— Begin MATERIAL PROVIDED —
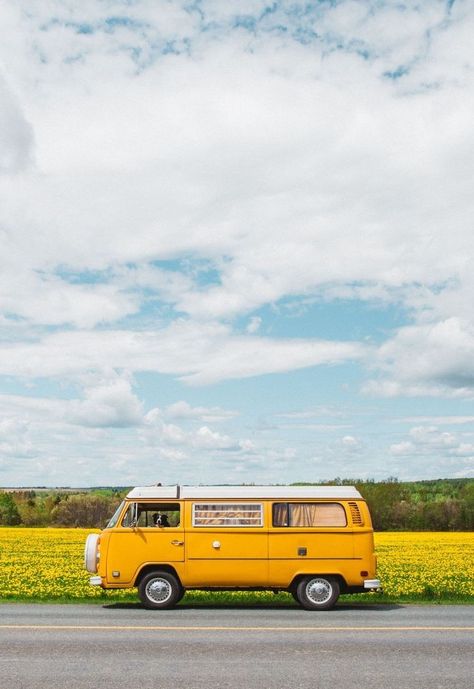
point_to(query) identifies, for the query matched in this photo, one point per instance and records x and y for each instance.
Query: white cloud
(183, 410)
(198, 353)
(16, 136)
(108, 403)
(431, 443)
(161, 183)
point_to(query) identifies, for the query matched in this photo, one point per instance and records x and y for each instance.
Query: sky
(236, 241)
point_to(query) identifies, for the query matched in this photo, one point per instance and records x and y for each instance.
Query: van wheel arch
(160, 589)
(293, 587)
(147, 569)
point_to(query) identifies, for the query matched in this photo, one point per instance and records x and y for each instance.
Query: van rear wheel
(159, 590)
(318, 592)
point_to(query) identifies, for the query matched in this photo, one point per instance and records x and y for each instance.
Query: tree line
(440, 505)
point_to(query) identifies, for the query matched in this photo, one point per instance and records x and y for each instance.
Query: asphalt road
(358, 646)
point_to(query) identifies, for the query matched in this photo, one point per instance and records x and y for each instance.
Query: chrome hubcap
(319, 591)
(158, 590)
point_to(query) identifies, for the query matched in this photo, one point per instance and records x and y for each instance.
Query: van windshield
(113, 521)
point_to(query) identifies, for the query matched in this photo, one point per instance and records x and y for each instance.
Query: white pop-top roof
(241, 492)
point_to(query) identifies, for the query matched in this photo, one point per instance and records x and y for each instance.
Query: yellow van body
(312, 541)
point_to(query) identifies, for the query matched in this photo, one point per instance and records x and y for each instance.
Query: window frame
(153, 507)
(258, 512)
(288, 525)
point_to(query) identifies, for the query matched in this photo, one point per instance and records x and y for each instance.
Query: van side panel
(230, 556)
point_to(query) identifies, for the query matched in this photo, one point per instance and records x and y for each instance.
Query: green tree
(84, 510)
(9, 515)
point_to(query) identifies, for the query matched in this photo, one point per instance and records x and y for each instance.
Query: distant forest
(439, 505)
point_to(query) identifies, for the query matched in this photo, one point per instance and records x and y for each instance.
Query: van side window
(226, 514)
(153, 514)
(309, 514)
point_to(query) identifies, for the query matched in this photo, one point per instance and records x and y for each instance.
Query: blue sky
(237, 241)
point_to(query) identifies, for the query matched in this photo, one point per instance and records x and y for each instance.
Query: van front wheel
(317, 593)
(159, 590)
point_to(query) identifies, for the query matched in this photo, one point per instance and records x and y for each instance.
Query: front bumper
(372, 584)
— End MATERIAL PROVIDED —
## TASK TO CARRY OUT
Pictures are not part of the copy; output everything else in the records exactly.

## RESPONSE
point_to(query) identifies, for the query matched in this photo, one point per instance and records x and y for each instance.
Query: white cloud
(183, 410)
(198, 353)
(16, 136)
(108, 403)
(431, 443)
(161, 183)
point_to(query) identifies, for the query matched in this photo, one point per instance and records x and y for each instance.
Query: sky
(236, 241)
point_to(query) identifies, for the query matched in this photo, one point per instance and records x and y for each instance.
Query: van wheel arch
(160, 589)
(293, 587)
(147, 569)
point_to(query) identifies, for the query matched in this photo, one point per instance and records x and y for each instance.
Query: van rear wheel
(159, 590)
(318, 592)
point_to(query) identifies, for the query matched in this photo, one point per instance and records x and y for each instance.
Query: tree line
(440, 505)
point_to(query) identifies, for the query matched in this photo, one point per instance and records x and y for each instance.
Query: asphalt road
(358, 646)
point_to(query) identifies, for the query matched in this photo, one point per instance and records x and y for each instance.
Query: chrome hubcap
(319, 591)
(158, 590)
point_to(query) identifies, for the query matched in this photo, one point per instance and records x and y for each instance.
Query: van windshield
(113, 521)
point_to(query) identifies, for the query matched in this photo, one point per instance and records x and y for each instance.
Query: white pop-top roof
(241, 492)
point_to(query) identifies, for the query matched in this photo, one point per instance and records x and y for each instance.
Query: yellow van body
(312, 541)
point_to(query) identifies, for the query matched in this photo, one point per instance and records x and y for each instance.
Query: window frame
(153, 507)
(258, 512)
(288, 525)
point_to(query) identifies, for the query matched in this photo, one point per instance and records x and y for each instance.
Query: van side panel
(230, 556)
point_to(query) identifies, for the query matched in this photo, one point per instance and records x and y for each instance.
Query: green tree
(84, 510)
(9, 515)
point_to(query) identifies, for the query matched in this photo, one point per instance and records x and y for each instance.
Query: distant forest
(439, 505)
point_to(query) identifies, for the query matched in this photo, one point per instance and records x and y for each instance.
Query: van side window
(226, 514)
(153, 514)
(309, 514)
point_to(query) identifies, for the query matched in this photo, one point per instance and records x and y for each instance.
Query: blue sky
(237, 241)
point_to(query) identifies, for the query matched in this photo, one point per instance and records x and y for each instance.
Query: van front wheel
(317, 593)
(159, 590)
point_to(query) identifies, for the query matched in this photo, one point per instance and records x and y for each instance.
Query: front bumper
(372, 584)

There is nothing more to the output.